━━━━━ INFORMATION

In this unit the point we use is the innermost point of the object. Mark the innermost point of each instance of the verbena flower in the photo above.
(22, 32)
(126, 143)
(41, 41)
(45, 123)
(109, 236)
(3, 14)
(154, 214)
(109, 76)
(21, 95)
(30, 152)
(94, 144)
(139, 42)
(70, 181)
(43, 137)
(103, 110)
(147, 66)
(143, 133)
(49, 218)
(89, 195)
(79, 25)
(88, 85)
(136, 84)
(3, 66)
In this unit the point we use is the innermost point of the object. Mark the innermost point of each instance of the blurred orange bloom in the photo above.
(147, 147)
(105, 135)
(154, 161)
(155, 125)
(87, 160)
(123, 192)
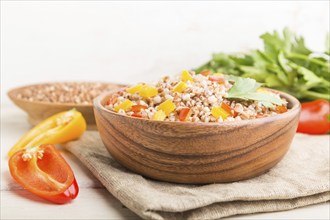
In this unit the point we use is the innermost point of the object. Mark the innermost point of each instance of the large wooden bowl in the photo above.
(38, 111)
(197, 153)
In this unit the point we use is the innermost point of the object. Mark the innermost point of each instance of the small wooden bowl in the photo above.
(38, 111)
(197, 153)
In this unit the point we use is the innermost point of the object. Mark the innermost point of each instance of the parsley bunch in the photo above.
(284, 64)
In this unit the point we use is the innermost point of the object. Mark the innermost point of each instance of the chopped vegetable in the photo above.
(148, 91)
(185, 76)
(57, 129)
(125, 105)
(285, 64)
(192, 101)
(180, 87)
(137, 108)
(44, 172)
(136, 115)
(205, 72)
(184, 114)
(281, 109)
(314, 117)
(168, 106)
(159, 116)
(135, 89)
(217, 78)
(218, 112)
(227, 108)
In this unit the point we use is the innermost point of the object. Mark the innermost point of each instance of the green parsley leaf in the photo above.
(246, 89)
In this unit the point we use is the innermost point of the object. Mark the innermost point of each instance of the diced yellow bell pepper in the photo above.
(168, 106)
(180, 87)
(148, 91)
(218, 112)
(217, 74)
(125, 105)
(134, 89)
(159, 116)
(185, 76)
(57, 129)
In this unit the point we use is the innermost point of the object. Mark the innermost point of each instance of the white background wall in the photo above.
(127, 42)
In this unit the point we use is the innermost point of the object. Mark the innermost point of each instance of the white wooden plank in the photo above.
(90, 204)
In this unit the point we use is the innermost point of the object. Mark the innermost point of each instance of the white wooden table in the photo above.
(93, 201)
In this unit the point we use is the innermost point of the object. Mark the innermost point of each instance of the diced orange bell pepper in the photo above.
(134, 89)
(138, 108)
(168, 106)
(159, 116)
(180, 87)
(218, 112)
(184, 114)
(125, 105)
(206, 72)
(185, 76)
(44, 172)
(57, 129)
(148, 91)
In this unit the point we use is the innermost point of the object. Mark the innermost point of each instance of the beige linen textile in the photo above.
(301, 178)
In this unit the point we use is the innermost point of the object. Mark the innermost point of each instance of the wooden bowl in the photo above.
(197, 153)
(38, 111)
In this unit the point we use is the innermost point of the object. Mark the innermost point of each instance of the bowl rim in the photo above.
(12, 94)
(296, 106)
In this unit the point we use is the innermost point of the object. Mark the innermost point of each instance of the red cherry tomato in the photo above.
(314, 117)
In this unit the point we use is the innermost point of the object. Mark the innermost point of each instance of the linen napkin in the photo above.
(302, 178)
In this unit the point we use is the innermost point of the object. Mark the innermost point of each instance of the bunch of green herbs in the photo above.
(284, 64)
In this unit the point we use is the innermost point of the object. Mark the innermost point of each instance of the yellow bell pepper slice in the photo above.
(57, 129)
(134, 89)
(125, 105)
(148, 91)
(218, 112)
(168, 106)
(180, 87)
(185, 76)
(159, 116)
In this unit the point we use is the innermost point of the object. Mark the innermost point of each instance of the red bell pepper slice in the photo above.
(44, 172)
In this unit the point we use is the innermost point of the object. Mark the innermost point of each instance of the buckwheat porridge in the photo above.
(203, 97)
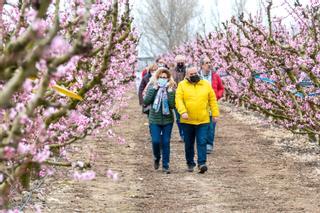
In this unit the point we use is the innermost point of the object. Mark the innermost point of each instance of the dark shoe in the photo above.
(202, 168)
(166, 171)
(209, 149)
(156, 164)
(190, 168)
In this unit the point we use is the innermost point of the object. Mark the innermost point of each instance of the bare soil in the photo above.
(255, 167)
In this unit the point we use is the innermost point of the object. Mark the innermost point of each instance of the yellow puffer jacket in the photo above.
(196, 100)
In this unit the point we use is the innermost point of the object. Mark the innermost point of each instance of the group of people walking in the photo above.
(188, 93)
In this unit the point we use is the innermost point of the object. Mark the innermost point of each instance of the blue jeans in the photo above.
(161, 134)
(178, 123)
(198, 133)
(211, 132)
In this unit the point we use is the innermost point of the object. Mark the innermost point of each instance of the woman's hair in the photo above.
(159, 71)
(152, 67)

━━━━━━━━━━

| ACTIVITY |
Quote every line of the records above exactly; no picture is to be copied.

| ANSWER TO THE EXERCISE |
In this unit the point we use is the innermost point of the object. Mark the innermost point of each instance of the verbena flower in the photo above.
(22, 32)
(126, 143)
(41, 41)
(45, 123)
(109, 236)
(3, 14)
(154, 214)
(109, 76)
(21, 95)
(30, 152)
(94, 144)
(139, 42)
(70, 181)
(43, 137)
(103, 110)
(147, 66)
(143, 133)
(49, 218)
(89, 195)
(79, 25)
(88, 85)
(136, 84)
(3, 66)
In this unit the point we use is the innermost point of the object. Mark the innermost point of each instance of the blurred orange bloom in the photo above.
(147, 147)
(105, 135)
(154, 161)
(155, 125)
(87, 160)
(123, 192)
In this unit the point we use is the innermost point of the object. Mark the innermost point of each instance of the large wooden bowl in the photo above.
(38, 111)
(197, 153)
In this unit the point we use is the innermost point of the object. Mark the innermost point of each instance of the small wooden bowl in the photo above.
(38, 111)
(197, 153)
In this unit the point we use is the innermost point of the object. Mark the innermost point of each instance of the parsley bunch in the photo above.
(284, 64)
In this unit the point we use is the innermost point of the object. Mark the innermost point of each instance of the chopped vegetable in the photo above.
(148, 91)
(185, 76)
(57, 129)
(125, 105)
(285, 64)
(192, 101)
(180, 87)
(137, 108)
(44, 172)
(136, 115)
(205, 72)
(184, 114)
(281, 109)
(314, 117)
(168, 106)
(159, 116)
(135, 89)
(217, 78)
(218, 112)
(227, 108)
In this unit the point we use is the innermost point of the object. Mark the innermost point of each instance of the green parsley leaf in the photo above.
(246, 89)
In this unit the point we use is the innermost point of the object. Mark the innermost point of each instance of the diced yellow bell pepper in the photo above.
(168, 106)
(180, 87)
(148, 91)
(218, 112)
(217, 74)
(125, 105)
(134, 89)
(159, 116)
(185, 76)
(57, 129)
In this unit the point we use is the innermost point of the object. Mark the innermost point of each instance of the white background wall in the photo above.
(127, 42)
In this unit the point we use is the innermost point of the object. Mark the innermost point of each instance of the white wooden plank in the photo above.
(90, 204)
In this unit the point we use is the innermost point of the object. Mark the innermost point of each instance of the white wooden table in the photo above.
(93, 201)
In this unit the point we use is the innermost point of the object. Mark the innermost point of each instance of the diced orange bell pepper in the photo above.
(134, 89)
(138, 108)
(168, 106)
(159, 116)
(180, 87)
(218, 112)
(184, 114)
(125, 105)
(206, 72)
(185, 76)
(44, 172)
(57, 129)
(148, 91)
In this unit the point we use is the innermost point of the object. Mark the innermost point of each instance of the beige linen textile in the photo above.
(301, 178)
In this unit the point we use is the innermost point of the object. Mark the innermost point of each instance of the wooden bowl in the photo above.
(197, 153)
(38, 111)
In this unit the point we use is the innermost point of the object. Mark the innermost point of each instance of the bowl rim in the photo above.
(12, 94)
(296, 106)
In this unit the point we use is the innermost point of the object. Mark the innermost point of each instance of the red cherry tomato in the photo above.
(314, 117)
In this unit the point we use is the innermost point of the object. Mark the innermost point of each instance of the linen napkin in the photo above.
(302, 178)
In this unit the point we use is the innermost point of the object. Mark the innermost point of each instance of the bunch of green herbs in the photo above.
(284, 64)
In this unit the point we use is the innermost point of the object. Mark the innermost point of each instance of the yellow bell pepper slice in the photo above.
(57, 129)
(134, 89)
(125, 105)
(148, 91)
(218, 112)
(168, 106)
(180, 87)
(185, 76)
(159, 116)
In this unit the point we use is the innermost point of the object. Mark the innermost point of each instance of the red bell pepper slice in the photo above.
(44, 172)
In this unit the point we use is the innermost point of the object. Mark the innermost point of each instance of the buckwheat porridge in the photo above.
(203, 97)
In this unit the point we use is the innermost point of the object. Mark the innermost point of each instance of the dark shoe in the photo above.
(202, 168)
(166, 171)
(209, 149)
(156, 164)
(190, 168)
In this unit the point we use is the innermost point of the object. Mark the innermost point of each instance of the bare soil in the photo above.
(255, 167)
In this unit the point we use is the innermost point of the object. Mark the innermost point of each instance of the yellow puffer jacket in the photo above.
(196, 100)
In this unit the point we use is the innermost point of the object. Mark the innermost point of each instance of the group of people walking in the photo above.
(188, 93)
In this unit the point we use is the innermost point of the object. Mark the innermost point of each instance of the blue jeans in the photo above.
(161, 134)
(178, 123)
(198, 133)
(211, 132)
In this unit the point we use is the innermost point of the object. Mark the innermost point of each instance of the woman's hair in the photo above.
(159, 71)
(152, 67)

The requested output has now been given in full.